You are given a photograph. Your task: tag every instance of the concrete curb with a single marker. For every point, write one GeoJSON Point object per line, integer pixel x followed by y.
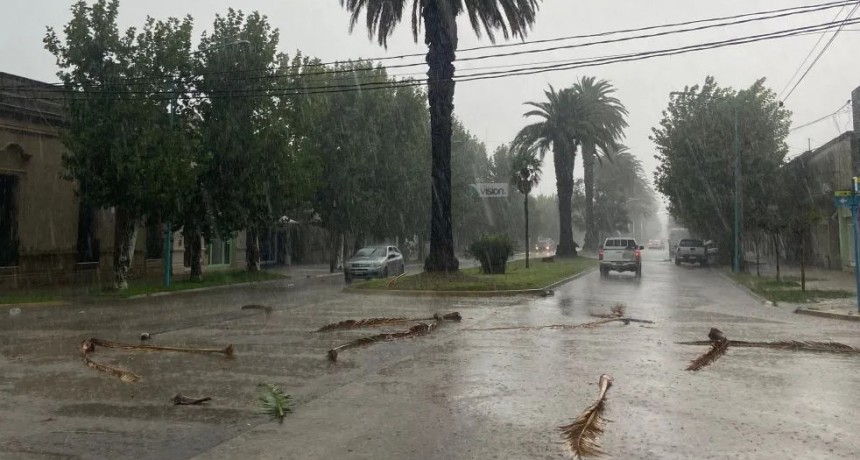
{"type": "Point", "coordinates": [745, 288]}
{"type": "Point", "coordinates": [49, 303]}
{"type": "Point", "coordinates": [508, 293]}
{"type": "Point", "coordinates": [203, 289]}
{"type": "Point", "coordinates": [827, 314]}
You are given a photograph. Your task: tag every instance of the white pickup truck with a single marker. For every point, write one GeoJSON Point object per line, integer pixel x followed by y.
{"type": "Point", "coordinates": [621, 254]}
{"type": "Point", "coordinates": [691, 250]}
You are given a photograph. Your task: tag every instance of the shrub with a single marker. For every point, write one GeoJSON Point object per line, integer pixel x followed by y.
{"type": "Point", "coordinates": [492, 251]}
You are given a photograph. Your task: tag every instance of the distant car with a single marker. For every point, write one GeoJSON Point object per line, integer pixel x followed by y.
{"type": "Point", "coordinates": [374, 262]}
{"type": "Point", "coordinates": [545, 245]}
{"type": "Point", "coordinates": [620, 254]}
{"type": "Point", "coordinates": [655, 244]}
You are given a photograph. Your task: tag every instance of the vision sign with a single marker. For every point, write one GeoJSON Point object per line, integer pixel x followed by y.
{"type": "Point", "coordinates": [492, 190]}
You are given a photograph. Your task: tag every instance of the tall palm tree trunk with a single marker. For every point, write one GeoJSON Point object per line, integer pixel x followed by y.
{"type": "Point", "coordinates": [526, 210]}
{"type": "Point", "coordinates": [441, 38]}
{"type": "Point", "coordinates": [564, 162]}
{"type": "Point", "coordinates": [588, 156]}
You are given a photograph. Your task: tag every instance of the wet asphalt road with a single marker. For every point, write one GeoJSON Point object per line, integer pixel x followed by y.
{"type": "Point", "coordinates": [461, 392]}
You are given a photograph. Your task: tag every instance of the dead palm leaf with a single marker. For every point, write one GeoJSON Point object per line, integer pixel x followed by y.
{"type": "Point", "coordinates": [617, 311]}
{"type": "Point", "coordinates": [377, 322]}
{"type": "Point", "coordinates": [274, 402]}
{"type": "Point", "coordinates": [813, 346]}
{"type": "Point", "coordinates": [591, 324]}
{"type": "Point", "coordinates": [88, 347]}
{"type": "Point", "coordinates": [226, 351]}
{"type": "Point", "coordinates": [582, 435]}
{"type": "Point", "coordinates": [719, 346]}
{"type": "Point", "coordinates": [414, 331]}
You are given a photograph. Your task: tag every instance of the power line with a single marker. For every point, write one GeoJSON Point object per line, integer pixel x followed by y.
{"type": "Point", "coordinates": [803, 63]}
{"type": "Point", "coordinates": [816, 7]}
{"type": "Point", "coordinates": [741, 19]}
{"type": "Point", "coordinates": [821, 53]}
{"type": "Point", "coordinates": [599, 61]}
{"type": "Point", "coordinates": [842, 108]}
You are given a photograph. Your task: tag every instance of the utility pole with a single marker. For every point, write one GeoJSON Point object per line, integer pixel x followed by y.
{"type": "Point", "coordinates": [736, 266]}
{"type": "Point", "coordinates": [168, 233]}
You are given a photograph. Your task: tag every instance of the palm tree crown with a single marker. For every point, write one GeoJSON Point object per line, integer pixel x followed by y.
{"type": "Point", "coordinates": [512, 17]}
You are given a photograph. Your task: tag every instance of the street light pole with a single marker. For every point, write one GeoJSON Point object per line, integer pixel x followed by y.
{"type": "Point", "coordinates": [736, 267]}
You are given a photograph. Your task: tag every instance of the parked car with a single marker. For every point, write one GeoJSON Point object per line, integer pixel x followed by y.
{"type": "Point", "coordinates": [621, 254]}
{"type": "Point", "coordinates": [545, 245]}
{"type": "Point", "coordinates": [374, 262]}
{"type": "Point", "coordinates": [691, 250]}
{"type": "Point", "coordinates": [655, 244]}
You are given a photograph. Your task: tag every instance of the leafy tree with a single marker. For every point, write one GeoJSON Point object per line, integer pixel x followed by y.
{"type": "Point", "coordinates": [609, 122]}
{"type": "Point", "coordinates": [125, 151]}
{"type": "Point", "coordinates": [249, 165]}
{"type": "Point", "coordinates": [439, 19]}
{"type": "Point", "coordinates": [695, 144]}
{"type": "Point", "coordinates": [525, 175]}
{"type": "Point", "coordinates": [566, 118]}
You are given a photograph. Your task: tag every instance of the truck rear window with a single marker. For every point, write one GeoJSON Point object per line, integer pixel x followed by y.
{"type": "Point", "coordinates": [620, 243]}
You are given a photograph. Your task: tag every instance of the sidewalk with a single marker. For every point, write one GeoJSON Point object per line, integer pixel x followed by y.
{"type": "Point", "coordinates": [819, 279]}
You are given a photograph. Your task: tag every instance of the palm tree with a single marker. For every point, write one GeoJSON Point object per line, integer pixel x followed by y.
{"type": "Point", "coordinates": [439, 18]}
{"type": "Point", "coordinates": [525, 175]}
{"type": "Point", "coordinates": [566, 119]}
{"type": "Point", "coordinates": [609, 113]}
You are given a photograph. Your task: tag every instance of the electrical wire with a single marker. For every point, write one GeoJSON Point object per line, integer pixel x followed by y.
{"type": "Point", "coordinates": [740, 19]}
{"type": "Point", "coordinates": [308, 90]}
{"type": "Point", "coordinates": [821, 53]}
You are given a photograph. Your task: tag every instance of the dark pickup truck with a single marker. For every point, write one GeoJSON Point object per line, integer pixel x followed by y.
{"type": "Point", "coordinates": [691, 251]}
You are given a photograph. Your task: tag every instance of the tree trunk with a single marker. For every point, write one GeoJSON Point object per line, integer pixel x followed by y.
{"type": "Point", "coordinates": [776, 252]}
{"type": "Point", "coordinates": [526, 210]}
{"type": "Point", "coordinates": [564, 183]}
{"type": "Point", "coordinates": [335, 248]}
{"type": "Point", "coordinates": [757, 259]}
{"type": "Point", "coordinates": [252, 249]}
{"type": "Point", "coordinates": [195, 249]}
{"type": "Point", "coordinates": [440, 36]}
{"type": "Point", "coordinates": [802, 262]}
{"type": "Point", "coordinates": [125, 237]}
{"type": "Point", "coordinates": [588, 157]}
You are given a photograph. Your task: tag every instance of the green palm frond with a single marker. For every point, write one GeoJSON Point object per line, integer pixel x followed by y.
{"type": "Point", "coordinates": [274, 402]}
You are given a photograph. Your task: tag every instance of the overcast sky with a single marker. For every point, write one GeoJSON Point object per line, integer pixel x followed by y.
{"type": "Point", "coordinates": [492, 109]}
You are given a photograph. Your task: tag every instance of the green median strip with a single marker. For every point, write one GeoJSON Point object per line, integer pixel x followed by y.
{"type": "Point", "coordinates": [786, 290]}
{"type": "Point", "coordinates": [211, 279]}
{"type": "Point", "coordinates": [517, 277]}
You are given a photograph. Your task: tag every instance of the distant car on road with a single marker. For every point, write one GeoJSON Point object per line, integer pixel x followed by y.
{"type": "Point", "coordinates": [621, 254]}
{"type": "Point", "coordinates": [691, 250]}
{"type": "Point", "coordinates": [655, 244]}
{"type": "Point", "coordinates": [374, 262]}
{"type": "Point", "coordinates": [545, 245]}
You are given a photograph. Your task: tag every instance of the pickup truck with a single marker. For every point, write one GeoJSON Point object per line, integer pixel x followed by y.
{"type": "Point", "coordinates": [690, 250]}
{"type": "Point", "coordinates": [621, 254]}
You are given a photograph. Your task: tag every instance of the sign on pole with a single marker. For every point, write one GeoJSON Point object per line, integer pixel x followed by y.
{"type": "Point", "coordinates": [492, 190]}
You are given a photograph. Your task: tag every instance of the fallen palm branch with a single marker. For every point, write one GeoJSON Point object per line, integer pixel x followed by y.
{"type": "Point", "coordinates": [414, 331]}
{"type": "Point", "coordinates": [393, 281]}
{"type": "Point", "coordinates": [617, 311]}
{"type": "Point", "coordinates": [378, 322]}
{"type": "Point", "coordinates": [719, 346]}
{"type": "Point", "coordinates": [87, 347]}
{"type": "Point", "coordinates": [274, 401]}
{"type": "Point", "coordinates": [794, 345]}
{"type": "Point", "coordinates": [583, 434]}
{"type": "Point", "coordinates": [182, 400]}
{"type": "Point", "coordinates": [591, 324]}
{"type": "Point", "coordinates": [226, 351]}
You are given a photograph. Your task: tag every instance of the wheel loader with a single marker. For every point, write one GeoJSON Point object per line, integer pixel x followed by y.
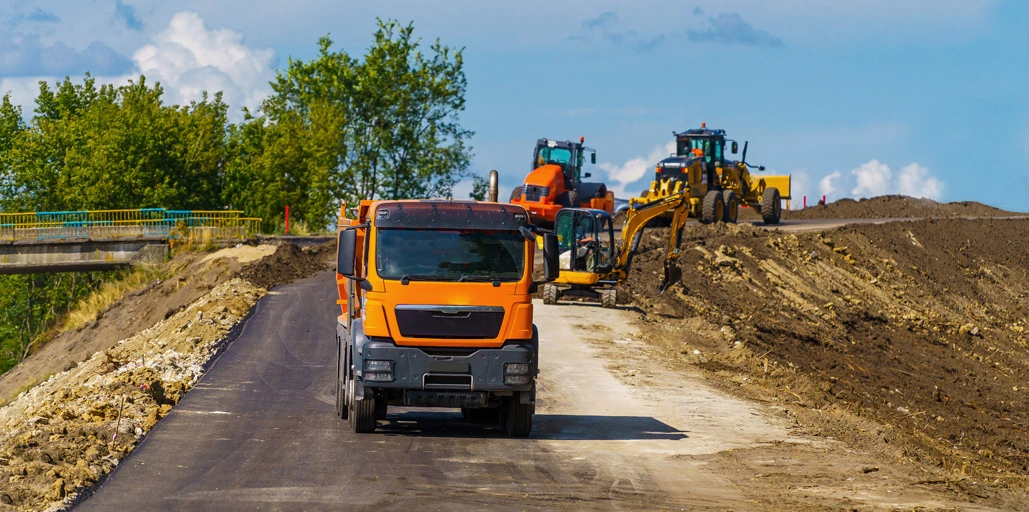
● ● ● ●
**Task directions**
Please count the lines in the entries above that contain the word "street" and reply with only that number.

**Answer to this task**
1